Set task
List each line of the material below that contains the string "house", copying each line in full. Matching is case-sensitive.

Excerpts of pointing data
::::::

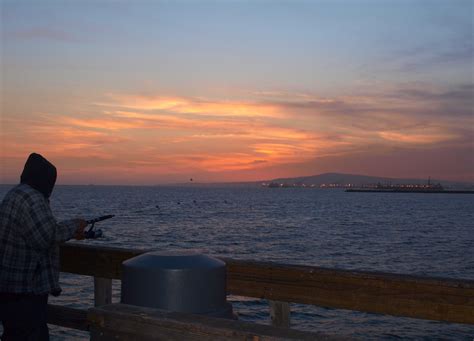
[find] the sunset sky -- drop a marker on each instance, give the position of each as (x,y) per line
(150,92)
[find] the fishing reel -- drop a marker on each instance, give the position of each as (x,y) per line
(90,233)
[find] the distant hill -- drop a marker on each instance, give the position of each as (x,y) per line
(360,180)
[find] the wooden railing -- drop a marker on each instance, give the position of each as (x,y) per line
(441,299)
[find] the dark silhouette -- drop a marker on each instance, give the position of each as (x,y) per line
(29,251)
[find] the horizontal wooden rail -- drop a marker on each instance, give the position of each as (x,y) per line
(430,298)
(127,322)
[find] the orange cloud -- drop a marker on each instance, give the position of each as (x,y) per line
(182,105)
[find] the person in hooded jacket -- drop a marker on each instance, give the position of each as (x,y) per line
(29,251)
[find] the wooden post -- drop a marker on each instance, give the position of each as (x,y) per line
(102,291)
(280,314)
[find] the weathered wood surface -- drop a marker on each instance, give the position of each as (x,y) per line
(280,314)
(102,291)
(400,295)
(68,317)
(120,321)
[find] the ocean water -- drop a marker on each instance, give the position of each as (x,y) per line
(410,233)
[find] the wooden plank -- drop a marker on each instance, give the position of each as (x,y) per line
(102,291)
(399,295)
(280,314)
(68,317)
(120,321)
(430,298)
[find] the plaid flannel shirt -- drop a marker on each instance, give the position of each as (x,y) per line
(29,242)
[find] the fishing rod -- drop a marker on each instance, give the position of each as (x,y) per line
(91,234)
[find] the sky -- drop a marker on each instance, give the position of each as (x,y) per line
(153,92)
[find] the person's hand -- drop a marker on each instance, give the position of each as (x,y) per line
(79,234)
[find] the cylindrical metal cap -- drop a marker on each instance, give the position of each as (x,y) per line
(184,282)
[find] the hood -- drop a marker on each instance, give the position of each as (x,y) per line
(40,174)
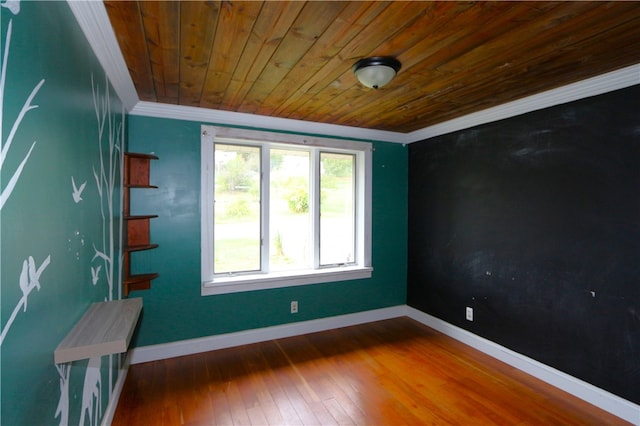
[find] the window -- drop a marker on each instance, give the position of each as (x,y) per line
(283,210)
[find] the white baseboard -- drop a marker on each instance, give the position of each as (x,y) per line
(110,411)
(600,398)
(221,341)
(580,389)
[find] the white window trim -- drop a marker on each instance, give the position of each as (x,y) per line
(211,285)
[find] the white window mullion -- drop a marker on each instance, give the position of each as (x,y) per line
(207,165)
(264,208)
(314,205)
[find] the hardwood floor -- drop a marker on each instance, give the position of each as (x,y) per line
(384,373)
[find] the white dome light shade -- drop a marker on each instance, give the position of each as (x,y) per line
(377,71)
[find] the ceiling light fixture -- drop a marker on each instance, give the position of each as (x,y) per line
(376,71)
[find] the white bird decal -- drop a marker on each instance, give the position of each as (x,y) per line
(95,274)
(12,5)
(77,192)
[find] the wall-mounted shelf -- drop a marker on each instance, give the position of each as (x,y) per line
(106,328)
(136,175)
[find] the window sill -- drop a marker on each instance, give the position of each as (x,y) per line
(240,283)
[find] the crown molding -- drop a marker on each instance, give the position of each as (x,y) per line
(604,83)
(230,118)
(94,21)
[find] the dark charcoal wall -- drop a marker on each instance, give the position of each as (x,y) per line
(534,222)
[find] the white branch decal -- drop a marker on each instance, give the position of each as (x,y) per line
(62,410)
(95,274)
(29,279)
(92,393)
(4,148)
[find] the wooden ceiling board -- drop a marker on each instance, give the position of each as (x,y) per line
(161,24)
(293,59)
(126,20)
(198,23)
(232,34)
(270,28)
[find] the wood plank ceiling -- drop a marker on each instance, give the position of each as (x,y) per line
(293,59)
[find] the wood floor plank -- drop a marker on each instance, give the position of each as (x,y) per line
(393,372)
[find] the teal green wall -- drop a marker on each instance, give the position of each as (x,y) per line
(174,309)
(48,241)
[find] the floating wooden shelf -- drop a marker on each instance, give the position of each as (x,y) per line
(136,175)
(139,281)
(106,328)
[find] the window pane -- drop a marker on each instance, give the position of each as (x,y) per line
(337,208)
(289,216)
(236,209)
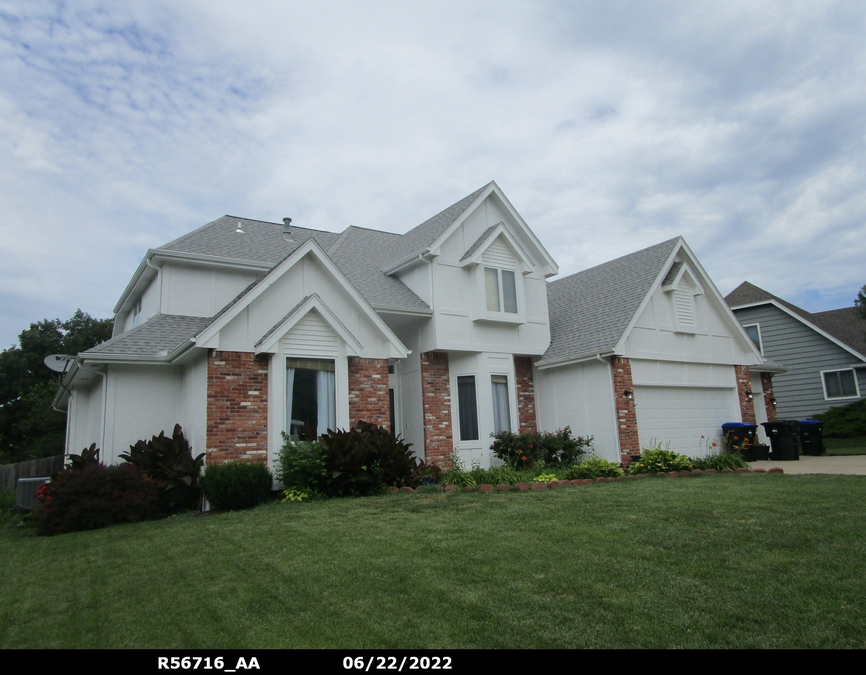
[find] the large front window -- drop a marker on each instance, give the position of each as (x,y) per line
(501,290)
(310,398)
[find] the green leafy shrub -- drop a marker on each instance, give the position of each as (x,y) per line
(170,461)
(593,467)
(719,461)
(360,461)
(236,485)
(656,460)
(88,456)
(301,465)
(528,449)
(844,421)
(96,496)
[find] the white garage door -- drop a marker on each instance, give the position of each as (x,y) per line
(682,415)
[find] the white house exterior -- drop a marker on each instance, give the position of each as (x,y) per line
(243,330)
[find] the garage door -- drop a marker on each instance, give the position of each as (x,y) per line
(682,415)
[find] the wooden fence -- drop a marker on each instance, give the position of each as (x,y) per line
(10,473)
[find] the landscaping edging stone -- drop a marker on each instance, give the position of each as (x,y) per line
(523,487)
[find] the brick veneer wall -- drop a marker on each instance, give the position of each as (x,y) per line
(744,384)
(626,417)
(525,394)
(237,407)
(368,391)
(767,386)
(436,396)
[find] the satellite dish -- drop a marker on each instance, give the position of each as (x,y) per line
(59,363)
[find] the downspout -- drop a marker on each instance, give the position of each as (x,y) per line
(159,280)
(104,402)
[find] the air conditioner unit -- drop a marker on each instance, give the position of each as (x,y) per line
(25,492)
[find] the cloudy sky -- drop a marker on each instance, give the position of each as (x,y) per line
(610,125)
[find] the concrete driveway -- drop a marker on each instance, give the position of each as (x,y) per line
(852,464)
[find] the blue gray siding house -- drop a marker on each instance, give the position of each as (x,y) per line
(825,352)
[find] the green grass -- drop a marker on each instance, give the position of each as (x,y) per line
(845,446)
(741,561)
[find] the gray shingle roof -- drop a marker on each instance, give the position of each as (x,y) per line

::::::

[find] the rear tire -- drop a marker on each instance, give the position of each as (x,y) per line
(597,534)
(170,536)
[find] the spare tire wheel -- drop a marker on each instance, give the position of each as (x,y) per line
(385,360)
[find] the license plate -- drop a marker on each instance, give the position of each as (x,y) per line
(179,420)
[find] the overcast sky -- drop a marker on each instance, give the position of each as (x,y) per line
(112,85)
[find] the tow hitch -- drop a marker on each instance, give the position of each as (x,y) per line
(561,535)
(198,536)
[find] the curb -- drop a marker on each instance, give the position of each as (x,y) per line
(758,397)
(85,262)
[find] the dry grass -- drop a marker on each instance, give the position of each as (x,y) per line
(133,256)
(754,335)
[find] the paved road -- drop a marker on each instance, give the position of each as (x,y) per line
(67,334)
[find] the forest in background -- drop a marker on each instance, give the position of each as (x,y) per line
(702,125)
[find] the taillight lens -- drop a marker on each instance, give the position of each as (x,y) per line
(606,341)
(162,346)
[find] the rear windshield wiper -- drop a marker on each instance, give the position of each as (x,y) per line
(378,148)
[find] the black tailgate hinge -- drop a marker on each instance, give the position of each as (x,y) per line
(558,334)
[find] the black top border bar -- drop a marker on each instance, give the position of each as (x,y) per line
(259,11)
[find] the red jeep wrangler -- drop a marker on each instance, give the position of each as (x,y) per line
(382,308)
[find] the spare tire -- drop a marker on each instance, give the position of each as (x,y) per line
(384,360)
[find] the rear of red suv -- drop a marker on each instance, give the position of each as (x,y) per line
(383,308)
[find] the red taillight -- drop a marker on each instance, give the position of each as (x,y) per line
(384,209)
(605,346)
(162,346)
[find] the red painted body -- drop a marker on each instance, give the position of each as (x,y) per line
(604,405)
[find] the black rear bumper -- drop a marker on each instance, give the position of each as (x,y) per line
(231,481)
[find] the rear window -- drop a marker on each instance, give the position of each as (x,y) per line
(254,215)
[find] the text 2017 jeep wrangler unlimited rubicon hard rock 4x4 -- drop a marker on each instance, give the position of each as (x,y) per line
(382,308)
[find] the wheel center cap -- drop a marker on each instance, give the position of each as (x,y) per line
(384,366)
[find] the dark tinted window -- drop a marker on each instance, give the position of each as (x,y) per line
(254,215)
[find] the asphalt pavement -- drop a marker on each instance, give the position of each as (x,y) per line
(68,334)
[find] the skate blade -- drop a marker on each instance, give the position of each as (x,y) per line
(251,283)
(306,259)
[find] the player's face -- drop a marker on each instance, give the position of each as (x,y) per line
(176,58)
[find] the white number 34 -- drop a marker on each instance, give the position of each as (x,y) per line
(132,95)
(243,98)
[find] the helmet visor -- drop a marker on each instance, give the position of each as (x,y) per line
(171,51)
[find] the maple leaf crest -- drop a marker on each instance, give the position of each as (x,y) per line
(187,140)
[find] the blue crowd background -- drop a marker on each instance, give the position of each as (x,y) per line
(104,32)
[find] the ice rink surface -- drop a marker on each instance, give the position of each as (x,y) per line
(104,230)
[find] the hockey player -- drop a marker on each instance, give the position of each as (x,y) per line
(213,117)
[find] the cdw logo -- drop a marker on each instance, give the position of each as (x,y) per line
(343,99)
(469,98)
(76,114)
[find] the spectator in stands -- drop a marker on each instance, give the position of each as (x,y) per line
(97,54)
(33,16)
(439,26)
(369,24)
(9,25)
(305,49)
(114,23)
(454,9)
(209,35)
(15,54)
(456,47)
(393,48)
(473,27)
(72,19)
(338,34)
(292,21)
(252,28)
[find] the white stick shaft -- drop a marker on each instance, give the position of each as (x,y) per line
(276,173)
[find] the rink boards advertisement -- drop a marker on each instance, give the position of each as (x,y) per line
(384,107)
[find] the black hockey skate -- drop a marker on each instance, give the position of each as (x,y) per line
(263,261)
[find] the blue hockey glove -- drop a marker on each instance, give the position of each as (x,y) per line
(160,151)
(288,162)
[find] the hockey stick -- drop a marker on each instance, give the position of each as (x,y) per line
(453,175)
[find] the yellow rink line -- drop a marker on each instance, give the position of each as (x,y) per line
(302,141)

::::::

The result
[find] the white house exterior -- drop a marker on each instance, give the position of each as (x,y) per line
[find] the blue gray siding house -- drop a marker on each instance, give the position of each as (x,y) per line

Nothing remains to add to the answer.